Hoy, con un trabajo de campo sustentado en la ayuda inestimable de una pequeña cámara fotográfica, he podido descubrir en torno a unas trescientas viviendas de aquellos tiempos, en los lugares más dispares y distantes posible. Muchas, magníficamente conservadas en sus rasgos más característicos y, otras, con pequeñas y grandes variantes sujetas, probablemente, al gusto y capacidad adquisitiva de sus propietarios. Unas cuantas, se venden. Otras, están deshabitadas y, a lo mejor, en espera de algún proceso judicial que impide su venta o su derrumbamiento para edificar, en el mismo sitio, una mole de varios pisos. Esta finalidad o la conversión en vivienda de alto y bajo son las causas más frecuentes de la desaparición de muchas de ellas, a medida que la ciudad va creciendo. También me lleva este trabajo gráfico a encuadrar, en dos grandes grupos, el tipo de casa terrera que aún pervive por estos lares. Uno es el de la inmensa mayoría: construidas a ras de las aceras y con su fachada arrancando directamente de éstas. El otro, lo constituye una minoría: las que cuentan con un pequeño jardín entre la acera y la propia fachada e, incluso, algunas con dos o tres escalones para acceder, desde ese jardín, a la entrada de la vivienda. Éstas últimas están localizadas en un único lugar del territorio capitalino.

§ **REQUISITOS DEL EJERCICIO**:
Prosigue el texto sobre las casas terreras a partir de su última oración.

§ **MATERIAL EXTRAÍDO**:
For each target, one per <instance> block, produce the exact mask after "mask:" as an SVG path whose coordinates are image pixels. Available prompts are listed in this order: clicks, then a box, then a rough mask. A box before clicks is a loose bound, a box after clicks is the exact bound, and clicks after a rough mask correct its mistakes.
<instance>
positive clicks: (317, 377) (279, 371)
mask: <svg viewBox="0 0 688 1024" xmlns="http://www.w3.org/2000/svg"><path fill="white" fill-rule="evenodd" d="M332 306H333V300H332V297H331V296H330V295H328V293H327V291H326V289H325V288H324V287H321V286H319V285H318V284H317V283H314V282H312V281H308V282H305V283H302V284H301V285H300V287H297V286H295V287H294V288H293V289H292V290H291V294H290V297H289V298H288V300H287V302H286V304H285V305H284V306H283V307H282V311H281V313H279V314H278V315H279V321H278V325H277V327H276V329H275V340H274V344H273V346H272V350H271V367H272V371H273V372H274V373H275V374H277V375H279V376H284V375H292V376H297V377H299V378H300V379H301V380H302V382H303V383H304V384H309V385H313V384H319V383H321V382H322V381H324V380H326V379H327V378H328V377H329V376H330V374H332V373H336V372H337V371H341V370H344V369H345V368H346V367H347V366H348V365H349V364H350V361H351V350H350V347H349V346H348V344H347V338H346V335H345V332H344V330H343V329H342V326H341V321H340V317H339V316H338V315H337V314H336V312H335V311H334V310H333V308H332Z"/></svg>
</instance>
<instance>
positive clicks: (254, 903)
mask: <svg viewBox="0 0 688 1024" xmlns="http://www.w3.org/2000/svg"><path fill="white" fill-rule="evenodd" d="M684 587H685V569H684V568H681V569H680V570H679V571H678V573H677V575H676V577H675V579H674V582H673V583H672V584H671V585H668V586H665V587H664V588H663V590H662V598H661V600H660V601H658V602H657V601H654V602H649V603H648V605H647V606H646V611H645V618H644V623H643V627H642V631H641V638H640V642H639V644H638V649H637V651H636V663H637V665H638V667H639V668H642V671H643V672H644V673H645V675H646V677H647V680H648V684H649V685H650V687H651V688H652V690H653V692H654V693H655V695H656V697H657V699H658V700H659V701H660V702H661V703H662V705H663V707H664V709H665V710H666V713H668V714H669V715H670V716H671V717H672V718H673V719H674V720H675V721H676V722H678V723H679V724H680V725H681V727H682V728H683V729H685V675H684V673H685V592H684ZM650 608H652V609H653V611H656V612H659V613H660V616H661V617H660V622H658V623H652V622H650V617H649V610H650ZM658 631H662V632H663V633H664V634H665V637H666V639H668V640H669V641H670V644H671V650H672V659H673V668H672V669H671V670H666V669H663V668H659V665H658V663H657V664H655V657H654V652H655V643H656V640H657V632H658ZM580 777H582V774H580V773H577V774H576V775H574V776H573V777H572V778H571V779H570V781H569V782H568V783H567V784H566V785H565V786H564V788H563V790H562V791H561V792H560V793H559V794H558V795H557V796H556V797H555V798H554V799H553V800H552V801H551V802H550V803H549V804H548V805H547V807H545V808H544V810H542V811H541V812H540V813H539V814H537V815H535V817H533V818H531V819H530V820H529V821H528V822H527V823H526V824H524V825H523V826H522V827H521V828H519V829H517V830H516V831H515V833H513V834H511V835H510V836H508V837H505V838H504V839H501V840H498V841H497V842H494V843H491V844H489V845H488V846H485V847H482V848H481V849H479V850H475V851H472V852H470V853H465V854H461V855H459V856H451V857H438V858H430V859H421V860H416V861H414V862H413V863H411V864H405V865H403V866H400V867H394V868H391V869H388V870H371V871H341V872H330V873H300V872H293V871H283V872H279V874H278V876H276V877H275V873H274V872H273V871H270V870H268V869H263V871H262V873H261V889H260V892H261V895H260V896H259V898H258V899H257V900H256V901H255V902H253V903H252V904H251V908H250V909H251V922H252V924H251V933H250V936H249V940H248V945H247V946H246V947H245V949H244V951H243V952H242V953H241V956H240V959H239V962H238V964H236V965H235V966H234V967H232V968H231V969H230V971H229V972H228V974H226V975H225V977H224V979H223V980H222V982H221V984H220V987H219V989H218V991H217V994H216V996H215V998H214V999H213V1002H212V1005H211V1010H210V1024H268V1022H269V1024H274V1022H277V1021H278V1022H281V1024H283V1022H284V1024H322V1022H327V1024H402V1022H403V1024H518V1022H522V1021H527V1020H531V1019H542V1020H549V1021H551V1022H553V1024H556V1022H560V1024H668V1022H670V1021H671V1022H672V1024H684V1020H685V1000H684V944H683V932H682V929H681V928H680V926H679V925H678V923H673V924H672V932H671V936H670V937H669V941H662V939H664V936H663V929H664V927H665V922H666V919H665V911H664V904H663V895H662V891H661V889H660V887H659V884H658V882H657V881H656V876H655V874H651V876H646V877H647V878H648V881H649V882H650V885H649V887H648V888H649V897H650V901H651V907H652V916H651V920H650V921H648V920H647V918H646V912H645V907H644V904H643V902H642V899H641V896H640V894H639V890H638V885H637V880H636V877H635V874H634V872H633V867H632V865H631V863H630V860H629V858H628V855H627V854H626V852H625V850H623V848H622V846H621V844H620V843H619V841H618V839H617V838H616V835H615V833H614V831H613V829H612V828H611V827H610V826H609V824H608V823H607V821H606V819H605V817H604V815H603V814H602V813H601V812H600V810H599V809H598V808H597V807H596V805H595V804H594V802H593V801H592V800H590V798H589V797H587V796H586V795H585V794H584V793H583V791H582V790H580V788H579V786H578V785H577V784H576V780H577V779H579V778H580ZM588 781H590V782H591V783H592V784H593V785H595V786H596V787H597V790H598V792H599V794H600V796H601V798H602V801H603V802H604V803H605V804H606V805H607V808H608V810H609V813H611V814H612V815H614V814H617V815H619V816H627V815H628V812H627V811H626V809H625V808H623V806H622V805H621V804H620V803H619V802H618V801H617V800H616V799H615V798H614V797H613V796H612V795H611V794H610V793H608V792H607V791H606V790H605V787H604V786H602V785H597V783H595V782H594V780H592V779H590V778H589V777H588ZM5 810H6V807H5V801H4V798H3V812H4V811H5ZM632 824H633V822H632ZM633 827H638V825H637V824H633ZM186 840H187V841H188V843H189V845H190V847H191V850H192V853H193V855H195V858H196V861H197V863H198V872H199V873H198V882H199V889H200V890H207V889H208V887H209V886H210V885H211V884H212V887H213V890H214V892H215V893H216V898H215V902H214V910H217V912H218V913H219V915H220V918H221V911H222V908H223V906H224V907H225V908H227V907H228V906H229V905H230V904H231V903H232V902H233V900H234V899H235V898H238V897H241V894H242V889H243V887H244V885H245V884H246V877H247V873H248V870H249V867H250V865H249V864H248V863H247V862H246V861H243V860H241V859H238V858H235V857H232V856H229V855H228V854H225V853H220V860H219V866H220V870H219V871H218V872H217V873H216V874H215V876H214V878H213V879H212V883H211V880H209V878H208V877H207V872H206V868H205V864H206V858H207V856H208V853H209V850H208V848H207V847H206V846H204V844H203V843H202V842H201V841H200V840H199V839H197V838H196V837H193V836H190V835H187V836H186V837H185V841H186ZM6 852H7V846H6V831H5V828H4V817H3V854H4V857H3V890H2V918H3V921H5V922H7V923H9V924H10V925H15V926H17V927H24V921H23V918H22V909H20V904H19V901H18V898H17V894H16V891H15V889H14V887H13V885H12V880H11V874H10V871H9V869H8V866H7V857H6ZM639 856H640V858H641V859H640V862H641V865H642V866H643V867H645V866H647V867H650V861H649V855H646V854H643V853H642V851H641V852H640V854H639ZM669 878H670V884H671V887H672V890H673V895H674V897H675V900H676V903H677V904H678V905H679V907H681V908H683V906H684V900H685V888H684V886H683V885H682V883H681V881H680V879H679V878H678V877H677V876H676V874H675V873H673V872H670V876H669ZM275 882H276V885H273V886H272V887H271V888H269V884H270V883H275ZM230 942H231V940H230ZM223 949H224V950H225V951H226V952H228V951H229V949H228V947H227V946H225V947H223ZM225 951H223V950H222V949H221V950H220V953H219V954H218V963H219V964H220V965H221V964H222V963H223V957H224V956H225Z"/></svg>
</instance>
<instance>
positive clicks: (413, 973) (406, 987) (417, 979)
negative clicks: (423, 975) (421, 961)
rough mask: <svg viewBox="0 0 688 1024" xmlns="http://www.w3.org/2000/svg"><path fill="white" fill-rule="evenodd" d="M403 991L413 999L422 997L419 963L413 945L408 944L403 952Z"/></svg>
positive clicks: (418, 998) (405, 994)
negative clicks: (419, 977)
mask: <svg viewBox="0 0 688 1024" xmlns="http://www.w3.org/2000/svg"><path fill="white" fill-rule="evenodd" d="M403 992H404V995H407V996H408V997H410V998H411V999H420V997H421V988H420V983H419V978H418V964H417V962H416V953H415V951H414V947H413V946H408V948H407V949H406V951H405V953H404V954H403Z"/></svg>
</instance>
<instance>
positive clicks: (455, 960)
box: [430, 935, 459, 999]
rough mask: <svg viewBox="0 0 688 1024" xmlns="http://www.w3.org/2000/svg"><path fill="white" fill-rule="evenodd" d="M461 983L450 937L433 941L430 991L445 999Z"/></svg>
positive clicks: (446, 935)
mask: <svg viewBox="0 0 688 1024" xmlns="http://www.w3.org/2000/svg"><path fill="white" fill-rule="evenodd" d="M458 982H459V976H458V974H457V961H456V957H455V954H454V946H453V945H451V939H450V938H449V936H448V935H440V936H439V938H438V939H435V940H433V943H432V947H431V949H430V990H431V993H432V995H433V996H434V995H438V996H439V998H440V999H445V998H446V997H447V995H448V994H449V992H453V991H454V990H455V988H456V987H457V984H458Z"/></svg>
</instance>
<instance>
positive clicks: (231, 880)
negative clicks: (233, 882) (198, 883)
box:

§ **CASILLA DE RESPUESTA**:
Sin embargo, todas muestran elementos muy parecidos en su frente y en su interior. En el paramento frontal, lo frecuente es que tengan una, dos o tres ventanas repartidas a los lados de la puerta, siendo todos estos huecos, rectangulares y amplios. Por lo general, tanto unas como otra, están enmarcadas, en su lado superior y en la parte más alta de los laterales, con adornos que, justo en la mitad, muestran interesantes salientes inspirados, a veces, en los capiteles de las columnas griegas y romanas clásicas, aunque la mayoría es de formas más libres y sencillas a base de elementos florales y curvilíneos. Sobre estos huecos suelen ofrecer una cornisa que recorre la fachada a todo lo ancho, y también con variados aspectos. Por encima de este saliente aparece el muro que la cierra y que se corresponde con el antepecho de la amplia azotea que ocupa toda la zona superior de la casa. Ese muro presenta diversas respuestas: desde artísticas balaustradas a todo lo ancho, pasando por las que se alternan con paramento cerrado, hasta los que son sólo una sencilla pared corrida. Las más antiguas suelen ser las más modestas, presentando sólo la puerta y una ventana, y sin ninguna clase de aditamento ornamental.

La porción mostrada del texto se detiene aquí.